In December 2010, the Company terminated the Treasury Services Agreement with Bank of America, and began utilizing funds of up to $400 million owned by Wells Fargo pursuant to a Contract Cash Solutions Agreement entered into with Wells Fargo on November 12, 2010. The Contract Cash Solutions Agreement provides essentially the same services as provided under the Treasury Services Agreement.
As of September 30, 2011 and December 31, 2010, the outstanding balances of ATM cash utilized by GCA from Wells Fargo and Bank of America were $339.7 million and $368.4 million, respectively. For the three and nine months ended September 30, 2011 and 2010, the cash usage fees incurred by the Company were $0.6 million and $1.9 million and $0.5 million and $1.4 million, respectively, and is reflected as interest expense within the condensed consolidated statements of income.
The Company is responsible for any losses of cash in the ATMs under its agreements with Wells Fargo and Bank of America. The Company is self-insured related to this risk. For the three and nine months ended September 30, 2011 and 2010, the Company incurred no material losses related to this self-insurance.

Raw data:
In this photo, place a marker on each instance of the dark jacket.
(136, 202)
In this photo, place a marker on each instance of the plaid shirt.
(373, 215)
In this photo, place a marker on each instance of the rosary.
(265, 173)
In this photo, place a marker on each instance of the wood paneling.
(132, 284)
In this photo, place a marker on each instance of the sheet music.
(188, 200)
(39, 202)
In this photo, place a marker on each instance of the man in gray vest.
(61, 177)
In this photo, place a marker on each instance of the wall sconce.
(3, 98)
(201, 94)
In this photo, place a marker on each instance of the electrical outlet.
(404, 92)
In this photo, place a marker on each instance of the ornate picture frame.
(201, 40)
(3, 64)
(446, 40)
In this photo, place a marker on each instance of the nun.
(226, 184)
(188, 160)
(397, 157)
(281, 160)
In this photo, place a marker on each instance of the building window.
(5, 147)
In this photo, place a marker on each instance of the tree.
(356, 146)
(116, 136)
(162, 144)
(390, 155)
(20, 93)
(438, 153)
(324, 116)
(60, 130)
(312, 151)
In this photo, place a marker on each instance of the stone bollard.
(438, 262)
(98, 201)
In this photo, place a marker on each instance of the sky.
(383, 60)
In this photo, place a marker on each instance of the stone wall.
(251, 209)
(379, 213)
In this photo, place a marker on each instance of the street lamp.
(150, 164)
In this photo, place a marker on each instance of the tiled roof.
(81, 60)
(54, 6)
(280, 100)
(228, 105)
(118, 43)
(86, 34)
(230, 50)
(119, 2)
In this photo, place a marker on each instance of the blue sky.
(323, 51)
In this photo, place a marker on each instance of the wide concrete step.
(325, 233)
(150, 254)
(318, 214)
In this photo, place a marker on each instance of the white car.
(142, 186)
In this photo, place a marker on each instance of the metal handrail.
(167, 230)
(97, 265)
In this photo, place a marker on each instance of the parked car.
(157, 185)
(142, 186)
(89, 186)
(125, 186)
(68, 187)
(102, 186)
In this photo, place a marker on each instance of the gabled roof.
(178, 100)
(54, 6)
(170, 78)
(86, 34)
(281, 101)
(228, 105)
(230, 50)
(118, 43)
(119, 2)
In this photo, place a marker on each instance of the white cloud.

Task prompt: Transcribe the portion of the ATM cash excerpt starting with "In December 2010, the" and going on through "Treasury Services Agreement.".

Correct answer:
In December 2010, the Company terminated the Treasury Services Agreement with Bank of America, and began utilizing funds of up to $400 million owned by Wells Fargo pursuant to a Contract Cash Solutions Agreement entered into with Wells Fargo on November 12, 2010. The Contract Cash Solutions Agreement provides essentially the same services as provided under the Treasury Services Agreement.